Every entry must appear in the answer exactly as it does here.

════════

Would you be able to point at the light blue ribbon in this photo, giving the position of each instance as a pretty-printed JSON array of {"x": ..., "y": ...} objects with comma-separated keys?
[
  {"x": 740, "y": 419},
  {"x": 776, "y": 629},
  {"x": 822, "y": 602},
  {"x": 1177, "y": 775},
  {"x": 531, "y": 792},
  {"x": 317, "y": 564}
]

════════

Answer space -
Would you be able to point at the light blue ribbon in this photo, giving the position of each instance as a pretty-printed JSON array of {"x": ..., "y": ...} objects with comma-separated keys?
[
  {"x": 740, "y": 419},
  {"x": 776, "y": 629},
  {"x": 822, "y": 602},
  {"x": 1177, "y": 775},
  {"x": 531, "y": 792},
  {"x": 317, "y": 564}
]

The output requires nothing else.